PROBLEM REQUIREMENTS ▸ Swap every occurrence of "top-left corner" for "upper-left corner" in the data below and reproduce it with all else unchanged. Leave the pictures out of your output.

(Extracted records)

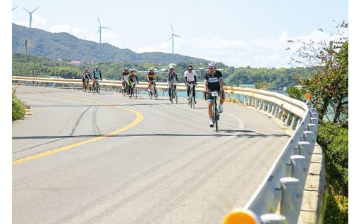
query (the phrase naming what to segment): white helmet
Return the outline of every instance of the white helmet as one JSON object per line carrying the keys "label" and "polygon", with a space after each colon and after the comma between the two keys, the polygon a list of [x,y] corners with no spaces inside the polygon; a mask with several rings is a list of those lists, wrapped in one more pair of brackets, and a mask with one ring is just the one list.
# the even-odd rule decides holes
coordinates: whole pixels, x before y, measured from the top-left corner
{"label": "white helmet", "polygon": [[217,66],[217,63],[214,61],[211,61],[208,63],[208,68],[214,68]]}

THE REPLY ▸
query (the phrase naming what to segment): white helmet
Return the outline of every instance of the white helmet as one JSON object per line carrying the keys "label" and "polygon", with a space after each colon and after the comma between the two keys, the polygon a list of [x,y] corners with no spaces inside the polygon; a mask with several rings is a list of those lists, wrapped in one more pair of brackets, and a mask with one ring is just the one list.
# the even-odd rule decides holes
coordinates: whole pixels, x before y, measured from the upper-left corner
{"label": "white helmet", "polygon": [[217,66],[217,63],[214,61],[211,61],[208,63],[208,68],[214,68]]}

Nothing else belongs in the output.